PROBLEM REQUIREMENTS: Put the stretch from the start of the records through the line that contains "column 27, row 47" into a numbered list, skipping any blank lines. Leave the pictures out of your answer.

___ THE DATA

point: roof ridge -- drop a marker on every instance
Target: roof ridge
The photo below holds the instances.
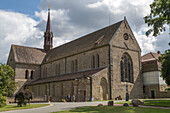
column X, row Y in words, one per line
column 87, row 34
column 153, row 56
column 27, row 47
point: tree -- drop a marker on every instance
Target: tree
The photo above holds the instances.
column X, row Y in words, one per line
column 7, row 83
column 23, row 97
column 158, row 17
column 165, row 71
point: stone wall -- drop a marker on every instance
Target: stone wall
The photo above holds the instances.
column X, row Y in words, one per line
column 56, row 91
column 158, row 91
column 100, row 92
column 84, row 62
column 132, row 48
column 20, row 70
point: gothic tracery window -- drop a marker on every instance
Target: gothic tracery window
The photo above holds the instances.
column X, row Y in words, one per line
column 126, row 68
column 26, row 74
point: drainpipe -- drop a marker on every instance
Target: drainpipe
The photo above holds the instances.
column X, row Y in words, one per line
column 109, row 77
column 90, row 88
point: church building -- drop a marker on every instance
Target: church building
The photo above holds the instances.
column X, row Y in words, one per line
column 101, row 65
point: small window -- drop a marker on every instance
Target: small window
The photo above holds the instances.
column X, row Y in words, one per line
column 72, row 66
column 32, row 74
column 26, row 74
column 126, row 68
column 98, row 60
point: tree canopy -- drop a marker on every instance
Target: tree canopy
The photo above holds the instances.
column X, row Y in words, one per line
column 159, row 16
column 165, row 71
column 7, row 83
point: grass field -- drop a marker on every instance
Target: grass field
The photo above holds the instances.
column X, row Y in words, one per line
column 15, row 107
column 160, row 103
column 115, row 109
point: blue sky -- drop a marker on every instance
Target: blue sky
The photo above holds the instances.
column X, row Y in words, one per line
column 23, row 22
column 27, row 7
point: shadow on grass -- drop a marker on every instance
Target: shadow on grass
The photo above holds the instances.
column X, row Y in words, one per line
column 115, row 109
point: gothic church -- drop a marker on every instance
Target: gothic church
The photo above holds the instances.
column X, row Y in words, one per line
column 102, row 65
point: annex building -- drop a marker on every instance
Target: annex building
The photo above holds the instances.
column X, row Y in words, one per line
column 102, row 65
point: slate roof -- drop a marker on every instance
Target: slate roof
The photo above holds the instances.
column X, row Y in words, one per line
column 29, row 55
column 150, row 62
column 70, row 76
column 98, row 38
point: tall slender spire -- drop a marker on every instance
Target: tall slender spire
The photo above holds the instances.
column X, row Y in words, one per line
column 48, row 35
column 48, row 27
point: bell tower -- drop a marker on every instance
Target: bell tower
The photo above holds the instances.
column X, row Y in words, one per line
column 48, row 35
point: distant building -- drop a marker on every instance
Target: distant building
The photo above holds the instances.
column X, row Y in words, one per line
column 102, row 65
column 154, row 85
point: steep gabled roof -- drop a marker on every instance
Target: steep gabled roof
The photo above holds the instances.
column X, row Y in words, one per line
column 150, row 56
column 96, row 39
column 28, row 55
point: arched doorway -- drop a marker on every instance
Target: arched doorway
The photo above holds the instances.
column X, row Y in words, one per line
column 104, row 89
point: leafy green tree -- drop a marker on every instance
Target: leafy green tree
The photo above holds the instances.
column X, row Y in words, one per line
column 158, row 17
column 7, row 83
column 23, row 97
column 165, row 71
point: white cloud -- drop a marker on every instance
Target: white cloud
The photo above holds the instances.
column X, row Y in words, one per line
column 16, row 28
column 72, row 19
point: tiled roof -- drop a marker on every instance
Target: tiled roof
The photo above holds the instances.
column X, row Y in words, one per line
column 28, row 55
column 70, row 76
column 99, row 38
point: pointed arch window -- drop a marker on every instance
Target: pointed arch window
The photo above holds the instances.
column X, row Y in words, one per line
column 32, row 74
column 72, row 66
column 93, row 61
column 98, row 60
column 126, row 68
column 57, row 69
column 76, row 65
column 26, row 74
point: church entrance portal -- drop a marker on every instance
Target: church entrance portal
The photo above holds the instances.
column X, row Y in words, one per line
column 104, row 89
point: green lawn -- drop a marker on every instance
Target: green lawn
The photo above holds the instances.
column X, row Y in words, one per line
column 161, row 103
column 15, row 107
column 115, row 109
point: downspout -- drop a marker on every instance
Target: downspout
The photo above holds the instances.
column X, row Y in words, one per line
column 109, row 77
column 90, row 88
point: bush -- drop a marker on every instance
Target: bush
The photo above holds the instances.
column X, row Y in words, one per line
column 23, row 97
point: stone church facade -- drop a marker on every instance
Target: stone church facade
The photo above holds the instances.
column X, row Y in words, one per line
column 102, row 65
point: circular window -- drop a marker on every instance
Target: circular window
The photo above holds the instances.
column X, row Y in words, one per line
column 126, row 36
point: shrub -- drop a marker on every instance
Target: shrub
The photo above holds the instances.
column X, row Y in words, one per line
column 23, row 97
column 2, row 100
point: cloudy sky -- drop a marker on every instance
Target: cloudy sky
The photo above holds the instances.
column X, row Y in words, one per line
column 23, row 22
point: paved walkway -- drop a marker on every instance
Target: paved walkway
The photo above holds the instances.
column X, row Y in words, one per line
column 58, row 106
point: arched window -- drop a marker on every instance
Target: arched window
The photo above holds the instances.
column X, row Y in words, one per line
column 126, row 68
column 58, row 69
column 93, row 61
column 32, row 74
column 72, row 66
column 26, row 74
column 121, row 70
column 98, row 60
column 76, row 65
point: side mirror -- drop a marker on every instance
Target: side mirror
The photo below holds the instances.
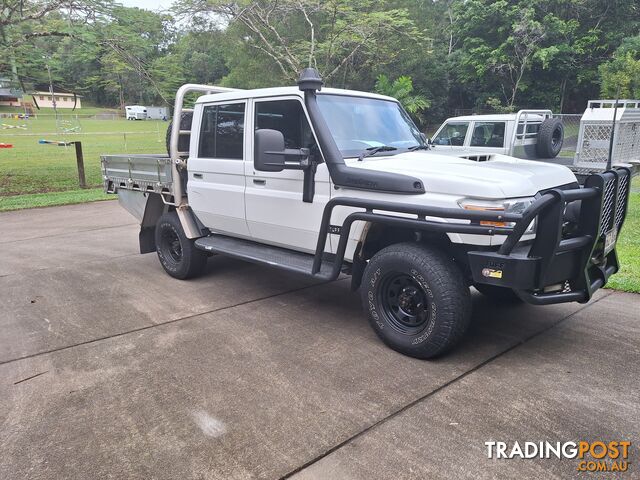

______

OUTPUT FOR THIS TASK:
1. point: roof ridge -- drop a marker on every instance
2. Target: roof ridge
3. The photo below holds the instances.
4. column X, row Y in words, one per line
5. column 87, row 34
6. column 153, row 56
7. column 27, row 47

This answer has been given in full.